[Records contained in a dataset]

--------------------

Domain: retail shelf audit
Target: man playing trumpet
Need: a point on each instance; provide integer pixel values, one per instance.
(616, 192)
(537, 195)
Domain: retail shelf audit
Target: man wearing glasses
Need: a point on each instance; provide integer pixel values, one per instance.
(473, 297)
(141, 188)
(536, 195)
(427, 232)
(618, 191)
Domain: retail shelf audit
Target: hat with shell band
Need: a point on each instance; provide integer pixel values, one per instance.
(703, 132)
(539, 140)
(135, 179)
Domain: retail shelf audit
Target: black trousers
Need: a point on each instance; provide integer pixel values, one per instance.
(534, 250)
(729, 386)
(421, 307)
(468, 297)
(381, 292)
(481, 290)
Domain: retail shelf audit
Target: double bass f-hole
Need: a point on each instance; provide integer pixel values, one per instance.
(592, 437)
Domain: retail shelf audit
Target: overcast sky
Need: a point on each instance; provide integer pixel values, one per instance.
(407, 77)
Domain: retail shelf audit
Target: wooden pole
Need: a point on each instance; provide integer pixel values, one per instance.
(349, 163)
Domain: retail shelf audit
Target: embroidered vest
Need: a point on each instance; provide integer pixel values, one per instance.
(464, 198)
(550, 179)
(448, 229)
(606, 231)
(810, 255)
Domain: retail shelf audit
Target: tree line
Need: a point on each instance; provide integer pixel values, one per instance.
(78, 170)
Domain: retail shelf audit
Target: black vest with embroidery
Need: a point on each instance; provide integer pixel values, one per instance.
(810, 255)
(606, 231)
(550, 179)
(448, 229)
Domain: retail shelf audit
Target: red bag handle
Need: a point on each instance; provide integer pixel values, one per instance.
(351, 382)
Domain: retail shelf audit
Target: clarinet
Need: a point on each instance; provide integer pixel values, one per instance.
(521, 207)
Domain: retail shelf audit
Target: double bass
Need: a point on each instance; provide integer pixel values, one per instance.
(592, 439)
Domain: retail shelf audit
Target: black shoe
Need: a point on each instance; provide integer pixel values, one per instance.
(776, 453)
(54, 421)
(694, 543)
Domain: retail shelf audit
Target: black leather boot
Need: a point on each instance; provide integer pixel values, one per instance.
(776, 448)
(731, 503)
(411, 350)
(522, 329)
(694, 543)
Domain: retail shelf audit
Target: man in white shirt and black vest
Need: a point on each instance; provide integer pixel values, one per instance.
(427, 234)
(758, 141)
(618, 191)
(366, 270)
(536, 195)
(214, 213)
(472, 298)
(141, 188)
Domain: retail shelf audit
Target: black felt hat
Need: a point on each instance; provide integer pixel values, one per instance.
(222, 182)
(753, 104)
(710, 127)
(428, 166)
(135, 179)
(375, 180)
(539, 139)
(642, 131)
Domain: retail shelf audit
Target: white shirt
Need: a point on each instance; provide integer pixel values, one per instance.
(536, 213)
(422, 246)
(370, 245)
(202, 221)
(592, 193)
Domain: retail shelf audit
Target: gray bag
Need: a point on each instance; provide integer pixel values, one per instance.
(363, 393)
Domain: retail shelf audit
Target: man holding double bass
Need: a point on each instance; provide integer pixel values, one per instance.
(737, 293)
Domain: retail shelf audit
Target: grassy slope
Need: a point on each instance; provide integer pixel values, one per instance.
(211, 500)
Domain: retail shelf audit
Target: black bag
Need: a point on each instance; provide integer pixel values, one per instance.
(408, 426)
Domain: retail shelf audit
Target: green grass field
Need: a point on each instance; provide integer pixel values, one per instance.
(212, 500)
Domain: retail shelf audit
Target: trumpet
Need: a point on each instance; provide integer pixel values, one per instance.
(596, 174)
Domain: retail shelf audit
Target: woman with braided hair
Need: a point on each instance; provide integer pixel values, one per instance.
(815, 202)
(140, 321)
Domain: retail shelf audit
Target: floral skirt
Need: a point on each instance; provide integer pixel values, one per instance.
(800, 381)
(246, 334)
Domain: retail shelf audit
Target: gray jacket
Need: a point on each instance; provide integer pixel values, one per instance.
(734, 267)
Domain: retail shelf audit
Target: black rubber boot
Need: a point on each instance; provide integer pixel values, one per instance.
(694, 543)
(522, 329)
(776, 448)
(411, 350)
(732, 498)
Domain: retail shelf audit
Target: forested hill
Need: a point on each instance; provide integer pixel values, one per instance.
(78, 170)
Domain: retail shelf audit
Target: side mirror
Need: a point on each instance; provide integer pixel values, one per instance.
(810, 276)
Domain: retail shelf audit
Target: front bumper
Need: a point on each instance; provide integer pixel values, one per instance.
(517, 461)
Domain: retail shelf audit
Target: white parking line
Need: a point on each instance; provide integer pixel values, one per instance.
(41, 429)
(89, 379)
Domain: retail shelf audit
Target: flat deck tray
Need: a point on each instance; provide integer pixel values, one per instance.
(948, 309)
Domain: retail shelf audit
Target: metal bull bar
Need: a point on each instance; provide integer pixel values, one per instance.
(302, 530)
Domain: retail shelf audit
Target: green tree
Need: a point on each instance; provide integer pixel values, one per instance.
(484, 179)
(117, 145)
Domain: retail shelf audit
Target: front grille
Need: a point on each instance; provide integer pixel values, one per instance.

--------------------

Give a word-for-word copy of the records.

Domain: retail shelf audit
Target: man playing trumpet
Need: a point on each instance; provide integer pixel values, one per instance.
(616, 192)
(537, 195)
Domain: retail shelf audit
Target: man wearing glasses
Need: a point on each instance; provide integer pixel values, one per instance.
(473, 297)
(141, 188)
(536, 195)
(427, 232)
(618, 191)
Domain: retail shelf audit
Target: hat with shell band
Need: a point on each instance; provide integer pixel values, one per instance.
(703, 132)
(539, 140)
(135, 179)
Domain: retail shelf audit
Target: black trousers
Need: a point on each instance; provide integer pixel values, one per instance.
(534, 250)
(729, 386)
(421, 307)
(468, 297)
(381, 292)
(481, 290)
Domain: retail shelf audit
Target: double bass f-hole
Need: a point on each instance; provide integer pixel values, one per instance.
(592, 437)
Domain: retail shelf audit
Target: overcast sky
Need: a point on each instance; provide integer pixel values, one per instance.
(407, 77)
Domain: retail shelf audit
Target: wooden pole
Need: a point on each instance; provide integer pixel values, one per instance.
(349, 163)
Domain: retail shelf audit
Target: embroidered vest
Need: a point on each instance; provide integer pixel values, one per instance.
(464, 198)
(550, 179)
(448, 229)
(606, 231)
(810, 255)
Domain: retail shelf audit
Target: tree line
Need: a point on each instance; provide integer pixel values, one per instance.
(78, 170)
Domain: retail shelf audit
Target: black vest with embroidery
Need: a point on each instance; provide integer pixel values, one per instance.
(810, 255)
(606, 231)
(550, 179)
(448, 229)
Domain: retail shelf audit
Target: red bag handle
Need: a point on each instance; provide integer pixel values, one per instance.
(351, 382)
Domain: retail shelf audit
Target: clarinet
Need: a point on each instance; provide integer pixel values, one per instance.
(521, 207)
Domain: retail shelf audit
Target: double bass
Need: a point on each instance; provide integer pixel values, one per instance.
(592, 439)
Domain: retail shelf audit
Target: black shoe
Need: a point on each instance; provide integer pixel values, one per instance.
(776, 453)
(54, 421)
(694, 543)
Domain: retail shelf audit
Target: black leather boot
Need: a point on each instance; provide integer pixel values, one per instance.
(776, 448)
(731, 503)
(411, 350)
(522, 329)
(694, 543)
Domain: retail shelf audit
Target: man in white shirt and black vest
Need: a point on each instance; provide integer pixel values, one per instance.
(427, 234)
(758, 141)
(618, 191)
(366, 270)
(536, 195)
(214, 213)
(472, 298)
(141, 188)
Domain: retail shelf audit
Target: black felt hat
Need: a point on each instance; provide integer pixel values, one per instance.
(222, 182)
(753, 104)
(710, 127)
(428, 166)
(135, 179)
(375, 180)
(539, 139)
(642, 131)
Domain: retail shelf audit
Target: white shirt
Need: a point on each instance; provide integer pixel values, one per instance.
(536, 213)
(422, 246)
(370, 245)
(202, 221)
(592, 193)
Domain: retail shelf audit
Target: gray bag
Need: a point on each instance; provide integer pixel values, one per instance.
(363, 393)
Domain: retail shelf audit
Target: man holding double bass
Need: a point on each instance; provide integer pixel values, one per instance.
(737, 293)
Domain: retail shelf audit
Target: grassy slope
Need: a point on each instance; provide integer pixel values, one per instance.
(211, 500)
Domain: retail shelf audit
Target: black bag
Need: a point on each instance; provide integer pixel values, one per instance.
(408, 426)
Domain: retail shelf audit
Target: green grass field
Need: a point on each instance; provide integer pixel values, one per instance.
(212, 500)
Domain: retail shelf audit
Target: trumpet
Need: a point on each instance; provide integer pixel values, one per instance.
(596, 174)
Domain: retail shelf audit
Target: woman with braided hair
Need: a point on each instance; provide integer pixel values, one per instance.
(815, 202)
(140, 321)
Domain: retail shelf audit
Target: floral skirt
Need: a point on each instance; provide integer pixel values, one per instance.
(800, 381)
(246, 334)
Domain: retail shelf audit
Target: gray jacket
Need: a point on each instance; provide integer pixel values, one per instance.
(734, 267)
Domain: retail shelf audit
Target: black rubber boot
Need: a point on each instance; provide integer pixel values, one per instance.
(694, 543)
(522, 329)
(776, 448)
(411, 350)
(732, 498)
Domain: retail shelf audit
Target: forested hill
Need: a point on each instance; provide integer pixel values, one per instance.
(78, 170)
Domain: retail shelf audit
Target: side mirror
Need: a point on each instance; provide integer pixel values, one per instance.
(810, 276)
Domain: retail shelf audit
Target: front bumper
Need: a point on each instance; provide integer pixel values, one per instance.
(517, 461)
Domain: retail shelf audit
Target: white parking line
Need: a point on each instance; provide integer pixel values, one per instance.
(41, 429)
(89, 379)
Domain: retail shelf audit
Target: flat deck tray
Need: a point on each instance; provide integer pixel values, one per instance.
(948, 309)
Domain: retail shelf audit
Target: metal bull bar
Need: a point on each instance; provide integer pixel values, one per instance.
(302, 530)
Domain: retail shelf audit
Target: green tree
Need: a point on each instance; provide integer pixel values, one per instance.
(484, 179)
(117, 145)
Domain: retail shelf audit
Target: front grille
Need: a point on each instance; provide integer pixel values, one per instance.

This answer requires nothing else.